-- START DATASET RECORDS --

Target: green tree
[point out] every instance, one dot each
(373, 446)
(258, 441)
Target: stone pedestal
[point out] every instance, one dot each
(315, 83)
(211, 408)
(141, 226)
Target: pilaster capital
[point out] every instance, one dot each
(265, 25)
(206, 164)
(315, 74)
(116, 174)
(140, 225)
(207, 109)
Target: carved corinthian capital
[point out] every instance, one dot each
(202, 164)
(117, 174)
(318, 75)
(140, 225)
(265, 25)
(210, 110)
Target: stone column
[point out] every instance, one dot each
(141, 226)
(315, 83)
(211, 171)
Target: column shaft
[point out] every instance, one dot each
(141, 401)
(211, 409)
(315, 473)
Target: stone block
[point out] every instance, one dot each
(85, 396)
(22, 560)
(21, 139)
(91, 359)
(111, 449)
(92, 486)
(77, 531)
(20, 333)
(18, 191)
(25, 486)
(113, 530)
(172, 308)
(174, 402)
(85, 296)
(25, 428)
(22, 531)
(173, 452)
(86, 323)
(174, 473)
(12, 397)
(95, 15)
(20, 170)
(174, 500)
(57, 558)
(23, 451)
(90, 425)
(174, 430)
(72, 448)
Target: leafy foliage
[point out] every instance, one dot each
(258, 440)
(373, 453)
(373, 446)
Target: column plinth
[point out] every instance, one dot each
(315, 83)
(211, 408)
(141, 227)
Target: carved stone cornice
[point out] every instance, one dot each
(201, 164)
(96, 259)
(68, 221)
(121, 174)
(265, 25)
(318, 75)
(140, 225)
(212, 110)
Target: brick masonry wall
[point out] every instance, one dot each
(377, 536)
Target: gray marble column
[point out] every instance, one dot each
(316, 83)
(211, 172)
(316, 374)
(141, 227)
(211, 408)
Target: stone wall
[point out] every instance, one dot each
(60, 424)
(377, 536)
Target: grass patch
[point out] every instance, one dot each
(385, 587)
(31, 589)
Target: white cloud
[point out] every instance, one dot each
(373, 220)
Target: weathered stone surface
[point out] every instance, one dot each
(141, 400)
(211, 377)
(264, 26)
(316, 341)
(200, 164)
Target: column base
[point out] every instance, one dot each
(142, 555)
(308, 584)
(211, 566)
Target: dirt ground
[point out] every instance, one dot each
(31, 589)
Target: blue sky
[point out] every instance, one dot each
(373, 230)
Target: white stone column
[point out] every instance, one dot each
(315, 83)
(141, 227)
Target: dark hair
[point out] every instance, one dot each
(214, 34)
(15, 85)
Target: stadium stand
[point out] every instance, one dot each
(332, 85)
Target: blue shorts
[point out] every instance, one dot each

-- END DATASET RECORDS --

#### TASK TO CARRY OUT:
Copy out all of the records above, word for word and in the same order.

#### TASK RESPONSE:
Target: green tree
[point out] every instance, one dot each
(373, 446)
(258, 441)
Target: stone pedestal
[point out] every instance, one dot each
(315, 83)
(211, 408)
(141, 226)
Target: pilaster capital
[point out] every instance, one dot each
(265, 25)
(206, 164)
(315, 74)
(116, 174)
(140, 225)
(207, 109)
Target: carved corinthian capital
[point out] every instance, one dot each
(202, 164)
(117, 174)
(318, 75)
(140, 225)
(265, 25)
(210, 110)
Target: stone column
[point out] every instance, one dot each
(141, 226)
(315, 83)
(211, 171)
Target: column shaft
[point out] every instance, one dot each
(141, 401)
(211, 409)
(315, 473)
Target: stone block
[point out] every instance, one dot each
(85, 396)
(22, 560)
(21, 139)
(91, 359)
(111, 449)
(92, 486)
(77, 531)
(20, 333)
(18, 191)
(25, 486)
(113, 530)
(172, 308)
(174, 402)
(85, 296)
(25, 428)
(22, 531)
(173, 452)
(86, 323)
(174, 473)
(12, 397)
(95, 15)
(20, 170)
(174, 500)
(57, 558)
(23, 451)
(90, 425)
(174, 430)
(72, 448)
Target: leafy foliage
[point out] every instance, one dot each
(258, 440)
(373, 453)
(373, 446)
Target: column plinth
[point out] every instance, one dot each
(315, 83)
(211, 408)
(141, 227)
Target: carved stone cornice
[point out] every instance, one dot each
(201, 164)
(96, 259)
(68, 221)
(121, 174)
(265, 25)
(318, 75)
(140, 225)
(212, 110)
Target: brick masonry wall
[point out] every instance, one dot each
(377, 536)
Target: gray marble column
[point out] every instance, one dot each
(316, 83)
(211, 172)
(316, 374)
(141, 227)
(211, 408)
Target: stone wall
[point out] every instance, one dot each
(60, 424)
(377, 536)
Target: grass patch
[point out] every instance, one dot each
(385, 587)
(31, 589)
Target: white cloud
[point out] every instance, one dot each
(373, 220)
Target: weathered stone surface
[point out] every instance, one dot each
(141, 400)
(211, 377)
(264, 26)
(316, 341)
(200, 164)
Target: column base
[point out] every instance, one dot each
(142, 555)
(308, 584)
(211, 566)
Target: dirt ground
[point out] every instance, one dot each
(31, 589)
Target: blue sky
[point out] every instance, one dot each
(373, 230)
Target: white stone column
[point out] every instance, one dot each
(315, 83)
(141, 227)
Target: dark hair
[point out] every instance, one dot each
(214, 34)
(15, 85)
Target: stadium stand
[point out] every instance, one dot each
(332, 85)
Target: blue shorts
[point out] every instance, one dot each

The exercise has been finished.